* [任务目标 1]: 找出下方记录中含有字符串“fingers”的每一行并原样抄出,匹配时区分大小写。

* [摘录文本]:
::::::::

Cloudera Manager支持邮件告警、snmp转发告警和自定义脚本告警三种方式。本文介绍自定义告警脚本的方式将CM告警输出。

1. 创建目录

Alert Publisher服务所在节点创建目录

mkdir /opt/cloudera/alert_script

2. 创建脚本

由于Alert Publisher服务通过bash执行自定义脚本,所以先编写alert.sh脚本,获取原始告警数据

vim alert.sh
#!/bin/bash

# 原始告警
OG_ALERT_FILE=$1

# 告警信息发送到自定义python脚本解析
cat "$OG_ALERT_FILE" | python /opt/cloudera/alert_script/alert.py

alert.sh脚本将获取的数据转发到python脚本解析,以下是alert.py脚本中解析告警数据的函数:

def get_alert_data():
    """
    解析接收的原始告警数据
    """
    org_alert_file = sys.stdin
    alert_data = json.load(org_alert_file)

    alert_data_list = []
    for i in range(0, len(alert_data)):
        alert = alert_data[i]["body"]["alert"]['attributes']
        cluster = alert['CLUSTER'][0]
        hostname = alert.get('HOSTS', [None])[0]
        _time = int(str(alert_data[i]["body"]["alert"]['timestamp']['epochMs'])[0:-3])
        _time = time.strftime('%Y-%m-%d %H:%M:%S', time.localtime(_time))

::::::::

[点标注数据集记录]
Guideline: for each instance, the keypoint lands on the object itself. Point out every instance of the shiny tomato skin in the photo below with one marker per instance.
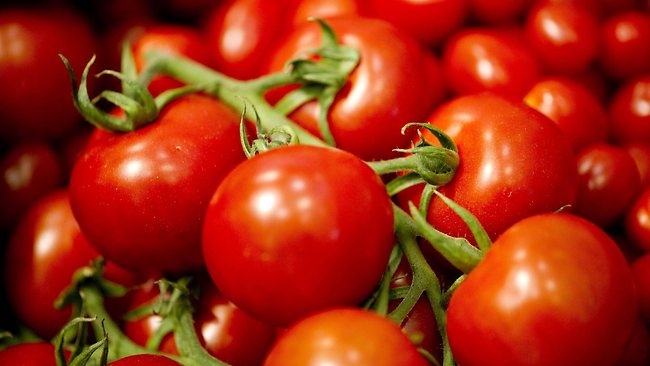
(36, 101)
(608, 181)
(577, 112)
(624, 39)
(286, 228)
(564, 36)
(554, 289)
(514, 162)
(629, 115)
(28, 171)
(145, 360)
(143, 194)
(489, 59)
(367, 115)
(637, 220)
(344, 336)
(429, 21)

::::::::

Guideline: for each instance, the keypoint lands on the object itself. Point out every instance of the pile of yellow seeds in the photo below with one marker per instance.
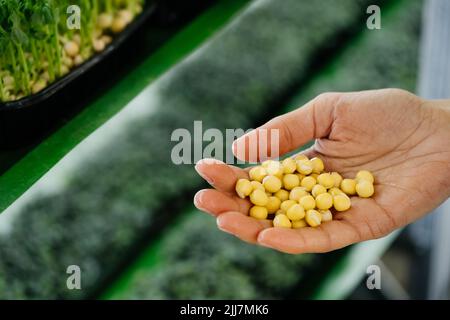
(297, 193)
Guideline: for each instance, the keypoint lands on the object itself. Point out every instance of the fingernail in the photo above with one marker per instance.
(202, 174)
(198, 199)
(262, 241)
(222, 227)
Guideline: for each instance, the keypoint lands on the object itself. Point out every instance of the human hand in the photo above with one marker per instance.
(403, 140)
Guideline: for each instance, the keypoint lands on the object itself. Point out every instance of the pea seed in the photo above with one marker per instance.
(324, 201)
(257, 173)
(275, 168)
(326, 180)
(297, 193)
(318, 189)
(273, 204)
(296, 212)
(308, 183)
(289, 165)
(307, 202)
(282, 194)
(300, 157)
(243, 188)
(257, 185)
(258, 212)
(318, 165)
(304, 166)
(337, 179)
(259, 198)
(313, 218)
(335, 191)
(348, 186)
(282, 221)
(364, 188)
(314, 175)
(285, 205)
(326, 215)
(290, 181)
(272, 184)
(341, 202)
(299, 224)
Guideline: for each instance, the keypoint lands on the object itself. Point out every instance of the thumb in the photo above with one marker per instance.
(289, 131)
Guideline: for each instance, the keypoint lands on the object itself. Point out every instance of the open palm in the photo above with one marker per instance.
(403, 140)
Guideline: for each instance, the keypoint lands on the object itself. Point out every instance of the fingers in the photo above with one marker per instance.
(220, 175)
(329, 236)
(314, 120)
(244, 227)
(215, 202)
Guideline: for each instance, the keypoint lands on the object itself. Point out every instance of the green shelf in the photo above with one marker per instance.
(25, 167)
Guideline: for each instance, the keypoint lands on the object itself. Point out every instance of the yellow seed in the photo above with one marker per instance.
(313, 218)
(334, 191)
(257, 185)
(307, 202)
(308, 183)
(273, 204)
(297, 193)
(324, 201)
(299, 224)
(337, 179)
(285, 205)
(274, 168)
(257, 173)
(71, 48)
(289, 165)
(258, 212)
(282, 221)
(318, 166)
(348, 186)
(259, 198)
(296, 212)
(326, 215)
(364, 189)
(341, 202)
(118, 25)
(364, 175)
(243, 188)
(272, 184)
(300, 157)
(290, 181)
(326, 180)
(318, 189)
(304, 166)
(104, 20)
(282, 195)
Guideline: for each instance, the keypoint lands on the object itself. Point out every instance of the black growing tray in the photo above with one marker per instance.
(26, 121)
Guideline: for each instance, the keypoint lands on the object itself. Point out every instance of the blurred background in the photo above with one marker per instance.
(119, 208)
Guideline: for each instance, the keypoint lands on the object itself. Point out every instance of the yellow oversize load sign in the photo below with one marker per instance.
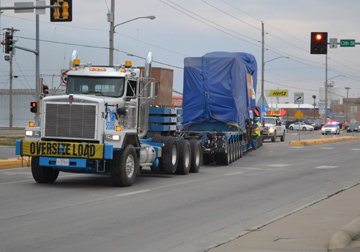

::::::::

* [任务目标 2]: 根据上面的摘录文本,Cloudera Manager支持哪三种告警方式?

* [书面回答 1]:
Guideline: for each instance, the keypoint lands on the object itself. Point out every instance of the fingers in the photo above with one marker per instance.

* [书面回答 2]: 邮件告警、snmp转发告警和自定义脚本告警。